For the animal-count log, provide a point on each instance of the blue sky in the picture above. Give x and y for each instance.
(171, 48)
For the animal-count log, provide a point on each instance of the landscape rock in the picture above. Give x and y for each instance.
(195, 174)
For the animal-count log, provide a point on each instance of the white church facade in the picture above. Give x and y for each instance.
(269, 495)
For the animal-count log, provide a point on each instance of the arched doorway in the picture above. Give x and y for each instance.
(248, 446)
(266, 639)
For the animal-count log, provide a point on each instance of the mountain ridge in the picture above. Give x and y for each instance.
======
■ Given problem ■
Return every line exactly.

■ Output for this exercise ■
For the animal-count log, provide a point on each instance of the blue sky in the picture above. Give x and y for each instance.
(171, 48)
For the animal-count log, provide a point on each instance of the landscape rock in the picture above. Give x and y for each instance.
(195, 174)
For the animal-count log, provide a point on each instance of the white church facade in the picture above. Give x and y for each instance.
(269, 495)
For the animal-count log, provide a point on each instance of the arched doorway in the picture above. Give x and y for each instance.
(248, 446)
(266, 639)
For the animal-count log, provide a point on each instance of the mountain ridge in the picture above. Give x and y for each instance.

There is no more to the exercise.